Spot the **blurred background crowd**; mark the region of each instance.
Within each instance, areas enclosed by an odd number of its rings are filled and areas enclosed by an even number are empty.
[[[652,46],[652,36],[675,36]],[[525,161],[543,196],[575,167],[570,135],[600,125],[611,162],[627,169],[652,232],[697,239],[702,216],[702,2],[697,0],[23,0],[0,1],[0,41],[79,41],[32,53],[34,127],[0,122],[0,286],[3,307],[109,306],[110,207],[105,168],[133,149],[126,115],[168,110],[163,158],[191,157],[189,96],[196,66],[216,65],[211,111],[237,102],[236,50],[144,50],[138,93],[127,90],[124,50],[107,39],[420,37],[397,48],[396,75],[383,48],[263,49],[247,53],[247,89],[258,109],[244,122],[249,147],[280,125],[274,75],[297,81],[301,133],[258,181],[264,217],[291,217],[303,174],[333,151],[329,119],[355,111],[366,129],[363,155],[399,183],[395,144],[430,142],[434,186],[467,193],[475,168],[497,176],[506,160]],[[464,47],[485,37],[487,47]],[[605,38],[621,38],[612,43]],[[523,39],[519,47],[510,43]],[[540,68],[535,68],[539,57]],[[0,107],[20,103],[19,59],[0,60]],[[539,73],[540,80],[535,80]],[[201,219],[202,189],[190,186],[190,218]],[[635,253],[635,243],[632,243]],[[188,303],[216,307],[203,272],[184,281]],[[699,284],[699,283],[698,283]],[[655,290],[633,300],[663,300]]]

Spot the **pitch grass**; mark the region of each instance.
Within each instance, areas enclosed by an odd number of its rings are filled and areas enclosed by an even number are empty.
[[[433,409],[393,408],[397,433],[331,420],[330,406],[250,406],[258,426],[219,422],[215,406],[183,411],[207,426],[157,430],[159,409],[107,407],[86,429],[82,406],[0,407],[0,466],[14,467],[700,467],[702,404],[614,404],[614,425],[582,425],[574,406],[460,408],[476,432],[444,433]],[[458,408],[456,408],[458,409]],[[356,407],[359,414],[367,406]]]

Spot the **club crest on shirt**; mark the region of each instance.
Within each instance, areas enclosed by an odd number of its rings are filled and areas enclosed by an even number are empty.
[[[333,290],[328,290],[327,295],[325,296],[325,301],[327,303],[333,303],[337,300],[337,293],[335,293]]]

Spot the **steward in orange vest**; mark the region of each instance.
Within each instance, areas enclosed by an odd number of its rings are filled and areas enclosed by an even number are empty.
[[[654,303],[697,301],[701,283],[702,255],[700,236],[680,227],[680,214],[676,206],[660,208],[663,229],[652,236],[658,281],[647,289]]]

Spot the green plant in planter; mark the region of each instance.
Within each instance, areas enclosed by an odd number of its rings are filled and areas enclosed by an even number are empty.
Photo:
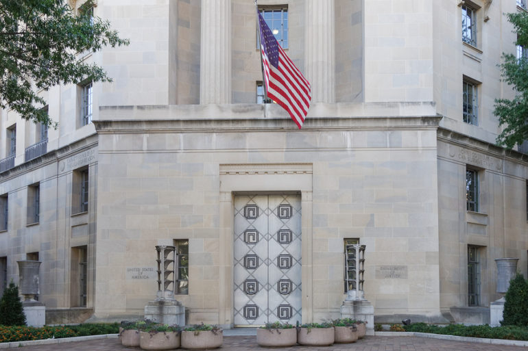
[[[355,326],[355,324],[358,324],[361,322],[361,321],[352,320],[352,318],[341,318],[339,320],[333,320],[332,324],[334,326]]]
[[[273,330],[276,330],[278,334],[280,334],[279,329],[293,329],[295,326],[290,324],[287,322],[286,323],[281,323],[280,322],[274,322],[273,323],[266,323],[264,326],[261,326],[261,329],[266,329],[270,332]]]
[[[302,324],[301,328],[306,328],[308,329],[307,333],[310,333],[312,328],[332,328],[334,325],[331,322],[323,322],[322,323],[307,323],[306,324]]]
[[[176,324],[150,324],[145,327],[143,331],[147,332],[150,334],[156,334],[157,333],[178,333],[178,334],[182,331],[182,328],[180,326]]]
[[[193,324],[188,326],[184,330],[185,331],[193,331],[195,335],[197,335],[201,331],[211,331],[213,334],[216,335],[219,331],[221,330],[221,328],[215,324],[204,324],[202,322],[200,324]]]

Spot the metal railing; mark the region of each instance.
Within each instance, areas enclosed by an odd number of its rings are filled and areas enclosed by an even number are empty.
[[[10,170],[13,167],[14,167],[14,155],[0,159],[0,173]]]
[[[47,144],[48,140],[46,138],[25,148],[25,160],[29,161],[46,153]]]

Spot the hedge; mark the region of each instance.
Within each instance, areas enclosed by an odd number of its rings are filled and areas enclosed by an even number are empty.
[[[43,326],[42,328],[0,326],[0,343],[117,334],[119,332],[119,325],[118,323],[94,323],[78,326]]]
[[[528,341],[528,328],[516,326],[491,327],[488,324],[479,326],[449,324],[445,326],[439,326],[426,324],[425,323],[414,323],[409,326],[403,326],[403,328],[405,331],[414,333],[431,333],[459,337]]]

____________________

> What is asked
Write out all of the items above word for word, leaving out the picture.

> Result for this task
Spot the **blurred background crowd**; mark the region of each instance.
Within each instance, areas enclosed by an odd number of its rings are filled and areas enclosed by an even number are empty.
[[[652,46],[652,36],[675,36]],[[525,161],[543,196],[575,167],[570,135],[600,125],[611,162],[627,169],[652,232],[697,239],[702,216],[702,2],[697,0],[23,0],[0,1],[0,41],[79,41],[32,53],[34,127],[0,122],[0,286],[3,307],[109,306],[110,207],[105,168],[133,149],[126,115],[168,110],[163,158],[191,157],[189,96],[196,66],[216,65],[211,111],[237,102],[236,50],[144,50],[138,93],[127,90],[124,50],[107,39],[420,37],[397,48],[396,75],[383,48],[263,49],[247,53],[247,89],[258,109],[244,122],[249,147],[280,125],[274,75],[297,81],[301,133],[258,181],[264,217],[291,217],[303,174],[333,151],[329,119],[355,111],[366,129],[363,155],[399,183],[395,144],[430,142],[434,186],[467,193],[475,168],[497,176],[506,160]],[[464,47],[485,37],[487,47]],[[605,38],[621,38],[612,43]],[[523,39],[519,47],[510,43]],[[540,68],[535,68],[539,57]],[[0,107],[20,103],[19,59],[0,60]],[[539,73],[540,80],[535,80]],[[201,219],[202,189],[190,186],[190,218]],[[635,253],[635,243],[632,243]],[[188,303],[216,307],[203,272],[184,281]],[[699,284],[699,283],[698,283]],[[655,290],[633,300],[663,300]]]

Spot the **pitch grass**; mark the region of each instance.
Within each instance, areas enclosed by an odd number of its rings are filled and areas enclosed by an even number are empty.
[[[433,409],[393,408],[397,433],[331,420],[330,406],[250,406],[258,426],[219,422],[215,406],[183,411],[207,426],[157,430],[159,409],[107,407],[86,429],[82,406],[0,407],[0,466],[14,467],[700,467],[702,404],[614,404],[614,425],[582,425],[574,406],[460,408],[476,432],[444,433]],[[458,408],[456,408],[458,409]],[[356,407],[359,414],[367,406]]]

Spot the **club crest on shirt**; mark the region of each instance.
Within each instance, areas enclosed by an odd number of its rings are filled and areas enclosed by an even number are empty.
[[[333,290],[328,290],[327,295],[325,296],[325,301],[327,303],[333,303],[337,300],[337,293],[335,293]]]

Spot the **steward in orange vest**; mark the region of each instance.
Within each instance, areas enclosed by an odd number of its rings are filled and areas enclosed by an even number are empty.
[[[654,303],[697,301],[701,283],[702,255],[700,236],[680,227],[680,214],[676,206],[660,208],[663,229],[652,236],[658,281],[647,289]]]

Spot the green plant in planter; mark the region of each instance.
Within each instance, areas enclosed by an odd number of its rings are filled and areas enclosed by an even number are empty.
Photo:
[[[355,326],[355,324],[358,324],[361,322],[361,321],[352,320],[352,318],[341,318],[339,320],[333,320],[332,324],[334,326]]]
[[[273,330],[276,330],[278,334],[280,334],[279,329],[293,329],[295,326],[290,324],[287,322],[286,323],[281,323],[280,322],[274,322],[273,323],[266,323],[264,326],[261,326],[261,329],[266,329],[270,332]]]
[[[302,324],[301,328],[306,328],[308,329],[307,333],[310,333],[312,328],[332,328],[334,325],[331,322],[323,322],[322,323],[307,323],[306,324]]]
[[[176,324],[150,324],[145,327],[143,331],[147,332],[150,334],[156,334],[157,333],[178,333],[178,334],[182,331],[182,328],[180,326]]]
[[[193,324],[188,326],[184,330],[185,331],[193,331],[195,335],[197,335],[201,331],[211,331],[213,334],[216,335],[219,331],[221,330],[221,328],[215,324],[204,324],[202,322],[200,324]]]

Spot the metal railing; mark the region of each instance.
Within each instance, areas enclosed by an odd number of its rings are filled and areas enclosed by an even number are empty.
[[[10,170],[13,167],[14,167],[14,155],[0,159],[0,173]]]
[[[47,144],[48,140],[46,138],[25,148],[25,160],[29,161],[46,153]]]

Spot the hedge; mark the region of each instance.
Within each instance, areas enclosed by an odd number of its rings are filled and areas enclosed by an even number are empty.
[[[43,326],[42,328],[0,326],[0,343],[117,334],[119,332],[119,325],[118,323],[94,323],[78,326]]]
[[[528,341],[528,328],[516,326],[491,327],[488,324],[479,326],[449,324],[445,326],[439,326],[426,324],[425,323],[414,323],[409,326],[403,326],[403,328],[405,331],[414,333],[431,333],[459,337]]]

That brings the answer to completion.